### What you should do
Scan the material for the word "window", then return every line where it appears.
Segment Start: Data for the task
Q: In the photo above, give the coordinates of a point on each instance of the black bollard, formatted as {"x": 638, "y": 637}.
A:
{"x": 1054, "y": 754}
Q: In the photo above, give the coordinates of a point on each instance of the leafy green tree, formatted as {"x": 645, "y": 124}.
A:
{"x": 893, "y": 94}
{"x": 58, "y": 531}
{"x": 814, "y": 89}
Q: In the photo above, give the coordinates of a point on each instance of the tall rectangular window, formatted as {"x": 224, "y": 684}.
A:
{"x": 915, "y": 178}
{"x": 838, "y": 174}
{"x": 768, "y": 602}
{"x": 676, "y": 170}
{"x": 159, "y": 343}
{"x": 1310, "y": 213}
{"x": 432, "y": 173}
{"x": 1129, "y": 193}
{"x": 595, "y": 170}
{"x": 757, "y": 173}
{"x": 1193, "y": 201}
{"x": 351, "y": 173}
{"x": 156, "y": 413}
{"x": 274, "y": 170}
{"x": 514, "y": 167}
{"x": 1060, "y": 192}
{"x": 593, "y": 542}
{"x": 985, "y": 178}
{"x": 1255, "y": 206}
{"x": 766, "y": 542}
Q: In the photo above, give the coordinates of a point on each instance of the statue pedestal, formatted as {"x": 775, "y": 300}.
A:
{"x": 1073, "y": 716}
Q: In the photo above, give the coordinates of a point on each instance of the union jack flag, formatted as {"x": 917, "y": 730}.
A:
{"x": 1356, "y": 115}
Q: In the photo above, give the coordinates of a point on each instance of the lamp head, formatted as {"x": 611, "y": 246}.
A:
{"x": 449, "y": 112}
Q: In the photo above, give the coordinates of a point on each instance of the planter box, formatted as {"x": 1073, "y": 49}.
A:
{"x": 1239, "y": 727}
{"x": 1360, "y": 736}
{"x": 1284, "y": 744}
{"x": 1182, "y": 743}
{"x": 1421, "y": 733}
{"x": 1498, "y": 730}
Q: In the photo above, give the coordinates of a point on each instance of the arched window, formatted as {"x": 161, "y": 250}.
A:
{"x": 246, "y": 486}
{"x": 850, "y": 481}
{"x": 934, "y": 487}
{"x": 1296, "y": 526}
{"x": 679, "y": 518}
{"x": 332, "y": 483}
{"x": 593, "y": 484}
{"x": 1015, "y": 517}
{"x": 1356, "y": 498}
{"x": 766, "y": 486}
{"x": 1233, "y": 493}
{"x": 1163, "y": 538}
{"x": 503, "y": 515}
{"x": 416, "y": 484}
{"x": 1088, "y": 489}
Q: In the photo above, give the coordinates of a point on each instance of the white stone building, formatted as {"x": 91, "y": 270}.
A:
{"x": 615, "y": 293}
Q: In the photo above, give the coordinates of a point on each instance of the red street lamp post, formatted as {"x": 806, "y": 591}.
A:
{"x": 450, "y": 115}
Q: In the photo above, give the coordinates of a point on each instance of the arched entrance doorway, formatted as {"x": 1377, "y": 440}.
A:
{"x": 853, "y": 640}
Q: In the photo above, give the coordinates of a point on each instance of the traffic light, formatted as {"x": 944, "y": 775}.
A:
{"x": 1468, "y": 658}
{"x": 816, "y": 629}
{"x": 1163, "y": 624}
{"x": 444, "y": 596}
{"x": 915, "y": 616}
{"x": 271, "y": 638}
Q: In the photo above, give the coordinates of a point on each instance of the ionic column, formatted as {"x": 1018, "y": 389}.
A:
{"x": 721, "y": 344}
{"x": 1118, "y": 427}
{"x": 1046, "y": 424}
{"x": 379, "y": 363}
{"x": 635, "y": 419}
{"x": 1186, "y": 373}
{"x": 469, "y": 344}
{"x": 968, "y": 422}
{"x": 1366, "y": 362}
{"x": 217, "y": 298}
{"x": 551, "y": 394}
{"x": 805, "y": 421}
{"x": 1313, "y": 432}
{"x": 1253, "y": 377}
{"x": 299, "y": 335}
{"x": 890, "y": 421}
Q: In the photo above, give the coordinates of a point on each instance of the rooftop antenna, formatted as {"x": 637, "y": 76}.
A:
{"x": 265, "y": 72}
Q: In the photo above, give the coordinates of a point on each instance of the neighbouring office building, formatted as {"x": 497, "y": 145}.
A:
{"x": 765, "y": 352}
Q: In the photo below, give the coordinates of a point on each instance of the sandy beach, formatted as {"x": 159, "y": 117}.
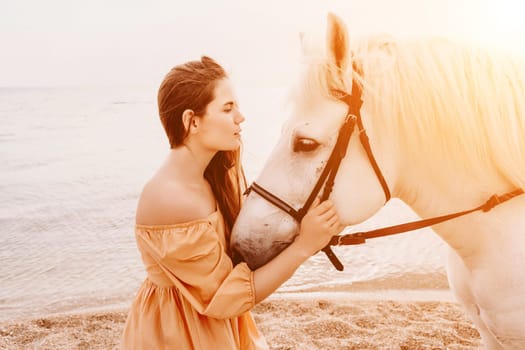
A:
{"x": 311, "y": 321}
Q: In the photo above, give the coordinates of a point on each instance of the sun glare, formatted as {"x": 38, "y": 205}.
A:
{"x": 497, "y": 23}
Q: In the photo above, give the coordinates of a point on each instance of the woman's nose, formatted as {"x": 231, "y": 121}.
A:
{"x": 239, "y": 118}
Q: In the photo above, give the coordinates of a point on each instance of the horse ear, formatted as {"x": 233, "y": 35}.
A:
{"x": 337, "y": 40}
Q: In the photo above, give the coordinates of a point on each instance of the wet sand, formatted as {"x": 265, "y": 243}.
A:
{"x": 294, "y": 321}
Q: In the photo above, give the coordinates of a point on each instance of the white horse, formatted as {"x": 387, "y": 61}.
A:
{"x": 446, "y": 124}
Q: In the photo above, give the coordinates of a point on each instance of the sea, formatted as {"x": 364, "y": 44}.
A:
{"x": 72, "y": 165}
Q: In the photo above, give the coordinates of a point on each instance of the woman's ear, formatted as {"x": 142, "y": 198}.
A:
{"x": 188, "y": 119}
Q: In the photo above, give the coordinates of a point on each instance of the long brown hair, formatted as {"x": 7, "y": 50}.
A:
{"x": 191, "y": 86}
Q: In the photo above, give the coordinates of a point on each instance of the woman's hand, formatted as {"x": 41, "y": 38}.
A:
{"x": 318, "y": 226}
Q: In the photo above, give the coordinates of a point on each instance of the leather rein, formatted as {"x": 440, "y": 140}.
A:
{"x": 327, "y": 178}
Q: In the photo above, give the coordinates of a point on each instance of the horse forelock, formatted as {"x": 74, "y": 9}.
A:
{"x": 452, "y": 102}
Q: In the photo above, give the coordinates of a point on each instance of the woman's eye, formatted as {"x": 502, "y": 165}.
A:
{"x": 304, "y": 145}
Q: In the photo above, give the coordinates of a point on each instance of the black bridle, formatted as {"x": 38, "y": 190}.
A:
{"x": 327, "y": 178}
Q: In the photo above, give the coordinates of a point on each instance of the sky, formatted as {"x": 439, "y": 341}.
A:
{"x": 135, "y": 42}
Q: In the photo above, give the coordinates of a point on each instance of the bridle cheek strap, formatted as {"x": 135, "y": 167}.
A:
{"x": 327, "y": 177}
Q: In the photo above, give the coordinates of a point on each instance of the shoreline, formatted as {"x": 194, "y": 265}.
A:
{"x": 424, "y": 319}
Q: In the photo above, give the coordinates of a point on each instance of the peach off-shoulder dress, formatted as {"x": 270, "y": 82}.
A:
{"x": 193, "y": 296}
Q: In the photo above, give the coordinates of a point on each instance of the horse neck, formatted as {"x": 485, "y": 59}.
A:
{"x": 437, "y": 190}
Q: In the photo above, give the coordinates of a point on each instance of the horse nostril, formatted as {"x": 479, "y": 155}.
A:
{"x": 237, "y": 257}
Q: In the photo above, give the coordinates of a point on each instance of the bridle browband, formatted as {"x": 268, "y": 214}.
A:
{"x": 327, "y": 178}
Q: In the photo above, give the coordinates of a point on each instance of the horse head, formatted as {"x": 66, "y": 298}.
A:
{"x": 308, "y": 139}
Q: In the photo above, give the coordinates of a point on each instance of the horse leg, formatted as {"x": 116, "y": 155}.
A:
{"x": 458, "y": 278}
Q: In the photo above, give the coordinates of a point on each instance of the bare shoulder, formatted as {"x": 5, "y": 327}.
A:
{"x": 165, "y": 202}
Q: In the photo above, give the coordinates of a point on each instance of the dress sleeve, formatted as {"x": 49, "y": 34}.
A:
{"x": 194, "y": 259}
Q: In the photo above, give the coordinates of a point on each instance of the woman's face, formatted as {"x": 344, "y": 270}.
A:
{"x": 219, "y": 128}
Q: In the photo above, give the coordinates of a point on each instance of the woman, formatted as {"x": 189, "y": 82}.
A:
{"x": 194, "y": 297}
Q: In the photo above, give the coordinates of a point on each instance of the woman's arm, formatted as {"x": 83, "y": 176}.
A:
{"x": 317, "y": 227}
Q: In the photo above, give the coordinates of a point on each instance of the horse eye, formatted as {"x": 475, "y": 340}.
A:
{"x": 304, "y": 145}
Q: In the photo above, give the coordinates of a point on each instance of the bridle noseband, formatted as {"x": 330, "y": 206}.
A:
{"x": 327, "y": 177}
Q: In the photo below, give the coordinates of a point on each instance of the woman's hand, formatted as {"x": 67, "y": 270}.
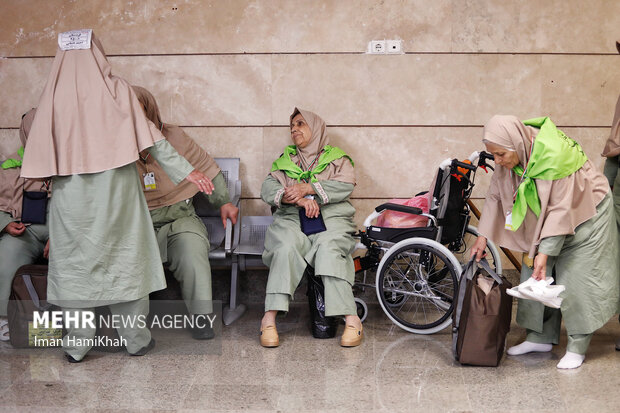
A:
{"x": 478, "y": 248}
{"x": 15, "y": 229}
{"x": 46, "y": 250}
{"x": 311, "y": 207}
{"x": 540, "y": 267}
{"x": 229, "y": 211}
{"x": 294, "y": 193}
{"x": 203, "y": 183}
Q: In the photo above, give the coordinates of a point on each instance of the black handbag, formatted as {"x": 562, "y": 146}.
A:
{"x": 311, "y": 226}
{"x": 34, "y": 206}
{"x": 320, "y": 325}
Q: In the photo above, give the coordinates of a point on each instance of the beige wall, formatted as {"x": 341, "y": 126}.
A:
{"x": 232, "y": 71}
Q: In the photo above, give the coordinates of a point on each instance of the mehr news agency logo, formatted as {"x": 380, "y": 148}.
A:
{"x": 86, "y": 319}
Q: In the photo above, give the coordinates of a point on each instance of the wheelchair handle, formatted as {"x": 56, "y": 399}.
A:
{"x": 464, "y": 165}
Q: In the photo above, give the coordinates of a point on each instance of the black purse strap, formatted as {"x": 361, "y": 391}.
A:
{"x": 33, "y": 294}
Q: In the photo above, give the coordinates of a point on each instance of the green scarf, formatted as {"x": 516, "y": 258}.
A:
{"x": 284, "y": 163}
{"x": 554, "y": 156}
{"x": 14, "y": 163}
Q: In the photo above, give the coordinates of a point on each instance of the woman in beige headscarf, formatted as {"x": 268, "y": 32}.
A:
{"x": 612, "y": 169}
{"x": 86, "y": 135}
{"x": 20, "y": 244}
{"x": 547, "y": 199}
{"x": 310, "y": 178}
{"x": 182, "y": 237}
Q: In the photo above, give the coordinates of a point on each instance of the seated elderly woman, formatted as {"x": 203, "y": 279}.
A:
{"x": 548, "y": 199}
{"x": 20, "y": 244}
{"x": 310, "y": 180}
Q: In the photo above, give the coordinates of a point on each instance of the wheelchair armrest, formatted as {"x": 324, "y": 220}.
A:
{"x": 400, "y": 208}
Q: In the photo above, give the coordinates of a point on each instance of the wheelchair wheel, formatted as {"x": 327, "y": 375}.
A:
{"x": 463, "y": 255}
{"x": 417, "y": 281}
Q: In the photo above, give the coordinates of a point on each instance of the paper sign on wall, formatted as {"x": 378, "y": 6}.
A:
{"x": 75, "y": 39}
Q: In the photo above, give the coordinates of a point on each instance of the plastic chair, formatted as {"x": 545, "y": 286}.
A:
{"x": 223, "y": 240}
{"x": 247, "y": 254}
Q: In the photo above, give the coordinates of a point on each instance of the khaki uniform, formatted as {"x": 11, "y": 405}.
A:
{"x": 587, "y": 263}
{"x": 288, "y": 251}
{"x": 184, "y": 245}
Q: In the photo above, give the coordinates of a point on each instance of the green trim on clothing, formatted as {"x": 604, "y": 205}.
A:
{"x": 14, "y": 163}
{"x": 220, "y": 195}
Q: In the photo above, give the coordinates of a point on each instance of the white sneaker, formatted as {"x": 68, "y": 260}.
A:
{"x": 530, "y": 282}
{"x": 571, "y": 360}
{"x": 545, "y": 293}
{"x": 528, "y": 347}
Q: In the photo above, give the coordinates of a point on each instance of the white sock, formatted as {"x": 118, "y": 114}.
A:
{"x": 528, "y": 347}
{"x": 571, "y": 360}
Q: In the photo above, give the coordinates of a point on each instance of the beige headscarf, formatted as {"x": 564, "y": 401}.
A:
{"x": 612, "y": 146}
{"x": 166, "y": 193}
{"x": 565, "y": 203}
{"x": 339, "y": 170}
{"x": 87, "y": 121}
{"x": 11, "y": 184}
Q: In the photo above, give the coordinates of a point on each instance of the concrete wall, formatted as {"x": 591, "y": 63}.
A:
{"x": 231, "y": 72}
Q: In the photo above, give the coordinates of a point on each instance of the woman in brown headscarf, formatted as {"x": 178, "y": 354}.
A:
{"x": 310, "y": 179}
{"x": 182, "y": 237}
{"x": 20, "y": 244}
{"x": 86, "y": 135}
{"x": 612, "y": 169}
{"x": 547, "y": 199}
Segment End: Data for the task
### Task result
Q: In the photo above, give the coordinates of a point on each instance of the tall rectangular window, formatted as {"x": 224, "y": 684}.
Q: In the photo above, give the coordinates of a point on each instance of the arched window, formatted as {"x": 161, "y": 250}.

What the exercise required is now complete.